Supplied data Block Start

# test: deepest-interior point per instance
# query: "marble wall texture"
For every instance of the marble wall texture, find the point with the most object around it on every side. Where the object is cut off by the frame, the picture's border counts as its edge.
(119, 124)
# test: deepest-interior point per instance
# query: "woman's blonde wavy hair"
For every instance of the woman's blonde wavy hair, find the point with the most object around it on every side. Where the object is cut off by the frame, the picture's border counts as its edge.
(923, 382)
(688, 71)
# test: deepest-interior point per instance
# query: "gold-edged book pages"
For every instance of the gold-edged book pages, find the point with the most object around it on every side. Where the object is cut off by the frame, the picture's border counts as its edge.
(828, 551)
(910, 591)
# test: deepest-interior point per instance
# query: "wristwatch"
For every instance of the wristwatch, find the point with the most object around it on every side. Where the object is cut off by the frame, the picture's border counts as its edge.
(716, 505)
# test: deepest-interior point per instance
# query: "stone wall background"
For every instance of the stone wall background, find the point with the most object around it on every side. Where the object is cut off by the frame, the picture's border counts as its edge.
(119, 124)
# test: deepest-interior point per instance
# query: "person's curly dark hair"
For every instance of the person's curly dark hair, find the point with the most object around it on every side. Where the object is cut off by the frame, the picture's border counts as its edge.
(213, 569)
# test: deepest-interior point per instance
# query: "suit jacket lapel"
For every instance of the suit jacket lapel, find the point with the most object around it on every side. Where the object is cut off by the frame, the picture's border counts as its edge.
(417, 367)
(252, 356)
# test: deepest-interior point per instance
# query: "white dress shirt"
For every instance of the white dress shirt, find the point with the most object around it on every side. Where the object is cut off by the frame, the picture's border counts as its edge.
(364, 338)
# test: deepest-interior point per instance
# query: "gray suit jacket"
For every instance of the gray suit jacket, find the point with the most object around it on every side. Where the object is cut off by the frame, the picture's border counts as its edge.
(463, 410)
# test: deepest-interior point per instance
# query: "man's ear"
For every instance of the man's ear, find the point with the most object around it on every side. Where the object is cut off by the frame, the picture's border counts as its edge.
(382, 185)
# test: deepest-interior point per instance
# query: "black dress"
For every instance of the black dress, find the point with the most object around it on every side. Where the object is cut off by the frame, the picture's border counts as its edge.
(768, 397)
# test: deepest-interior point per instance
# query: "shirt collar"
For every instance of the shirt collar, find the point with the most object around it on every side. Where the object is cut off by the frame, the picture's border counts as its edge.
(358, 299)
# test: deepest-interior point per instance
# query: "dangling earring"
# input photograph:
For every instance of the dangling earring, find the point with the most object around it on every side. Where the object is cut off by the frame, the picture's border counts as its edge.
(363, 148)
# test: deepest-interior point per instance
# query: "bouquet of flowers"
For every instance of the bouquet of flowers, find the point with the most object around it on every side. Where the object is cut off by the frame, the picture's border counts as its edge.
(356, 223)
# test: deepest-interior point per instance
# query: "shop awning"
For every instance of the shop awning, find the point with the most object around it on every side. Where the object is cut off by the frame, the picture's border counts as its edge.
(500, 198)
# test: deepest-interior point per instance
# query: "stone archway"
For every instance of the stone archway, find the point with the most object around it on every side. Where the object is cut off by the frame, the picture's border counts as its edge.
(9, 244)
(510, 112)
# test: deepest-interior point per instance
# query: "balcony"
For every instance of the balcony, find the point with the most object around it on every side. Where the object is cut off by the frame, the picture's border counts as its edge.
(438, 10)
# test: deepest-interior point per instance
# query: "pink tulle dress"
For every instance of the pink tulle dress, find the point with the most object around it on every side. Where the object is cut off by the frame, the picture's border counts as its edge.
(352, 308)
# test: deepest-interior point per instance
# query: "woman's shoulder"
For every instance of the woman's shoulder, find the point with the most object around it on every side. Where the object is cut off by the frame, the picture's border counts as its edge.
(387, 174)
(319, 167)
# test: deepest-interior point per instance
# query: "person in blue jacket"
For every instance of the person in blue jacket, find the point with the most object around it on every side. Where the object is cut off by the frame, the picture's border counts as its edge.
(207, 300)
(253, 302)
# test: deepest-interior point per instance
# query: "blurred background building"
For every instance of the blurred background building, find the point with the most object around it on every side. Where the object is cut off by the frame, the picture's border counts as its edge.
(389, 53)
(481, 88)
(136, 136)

Supplied data Block End

> Work order
Give back the complete data, each line unchanged.

> Answer for the task
# test: deepest-interior point per instance
# query: "marble wall texture"
For every instance of the marble wall texture, find the point with the most object around it on every side. Where the object is cut off by the frame, the picture's border counts as its edge.
(119, 124)
# test: deepest-interior point per instance
# query: "woman's blonde wavy hair"
For every instance of the woman's blonde wavy hair, find the point with the most object around it on every side. Where the object is cut off by the frame, the picture's border counts as its edge.
(923, 382)
(688, 71)
# test: deepest-interior point per instance
# query: "gold-edged book pages"
For every instance of the gold-edged book pages, find the point with the most object around it on every side. Where the object is cut off by the frame, the picture's border counts as its edge.
(828, 551)
(910, 591)
# test: deepest-interior point per instance
# query: "wristwatch"
For every instance of the wristwatch, find the point with the most object around it on every side. Where the object is cut off by the frame, the picture's border counts as its edge.
(716, 505)
# test: deepest-interior point per instance
# query: "stone wall background"
For every instance of the stone wall background, find the point with the most object around it on every side. Where the object is cut off by the frame, the picture's border counts as its edge.
(119, 124)
# test: deepest-interior point per instance
# query: "person's curly dark hair"
For every instance of the person's curly dark hair, find the point with the most object around it on every side. Where the object is cut off by the frame, the picture's border counts as its edge.
(213, 569)
# test: deepest-interior point per instance
# query: "suit jacket lapel"
For every instance of the suit jacket lapel, find the point with the most object around it on every side. Where the object is cut off by the frame, the picture's border counts as its edge.
(417, 367)
(252, 356)
# test: deepest-interior point per instance
# query: "white dress shirt"
For every instance of the white dress shirt, find the point with the most object around it on every side. Where the object is cut off by the frame, the picture's border counts as its edge.
(364, 338)
# test: deepest-interior point per instance
# query: "gray suit jacket"
For every instance of the gray suit jacket, find the point with the most object around it on every side. Where the object is cut off by the frame, the picture's border counts as its edge.
(463, 410)
# test: deepest-interior point per instance
# query: "man's ear"
For every instance of the man's ear, find the point with the most object around it on every side. Where the object is cut off by the frame, the picture's border counts as its edge.
(382, 185)
# test: deepest-interior point per instance
# query: "black dress"
For every instance of the black dress, find the point with the most object around it on every side. Where the object is cut off by the frame, the picture's border counts as its edge.
(768, 397)
# test: deepest-interior point per instance
# query: "shirt collar"
For every instance of the shirt collar, find the point with the most object around it on every side. Where the object is cut off by the frame, the picture's border counts as its edge.
(358, 299)
# test: deepest-interior point per instance
# query: "dangling earring"
# input photograph:
For every instance of the dangling earring, find the point with the most object around it on every side. Where the object is cut off by the frame, the picture's border counts as its edge.
(363, 148)
# test: deepest-interior point per instance
# query: "bouquet of flowers"
For every instance of the bouquet of flowers, find the point with the most object around it on every side. Where the object is cut off by the frame, the picture's border counts as its edge.
(356, 223)
# test: deepest-interior point per instance
# query: "shop awning"
For every instance of the shop awning, find the point with the most object around it on every side. Where the object is cut off by the frame, the picture's border counts as its edge.
(500, 198)
# test: deepest-interior point per instance
# query: "stone archway"
For every instance of the stone archway, find the point with the most object around it on every side. Where the object is cut off by the frame, the picture's border counts as its edge.
(9, 244)
(510, 112)
# test: deepest-interior point per instance
# query: "balcony"
For every instance of the balcony, find the point with the most object around it on every side. Where the object is cut off by the frame, the picture's border counts as its edge.
(438, 10)
# test: deepest-interior point per instance
# query: "pink tulle dress"
For every instance of the pink tulle dress, find the point with the most object around it on every side. Where the object is cut off by the frame, the picture's border counts as its edge.
(352, 308)
# test: deepest-interior point per instance
# query: "woman's shoulder"
For every instance of the woman's shoulder, find the point with the most object around it on every side. Where the object is cut off by the frame, the picture's border counts as its edge.
(387, 174)
(319, 167)
# test: deepest-interior point per instance
# query: "person in blue jacket"
For every instance of the person in blue jacket, find the point with the most object around it on every side. Where the object is cut off by the frame, the picture's border counts as its edge.
(207, 300)
(253, 302)
# test: deepest-interior point per instance
# query: "blurred background building"
For every instance of the blurred background building, find the point with the most object around it on every side. Where the object is cut off by the frame, the picture's border counts as its edge.
(389, 53)
(481, 88)
(136, 136)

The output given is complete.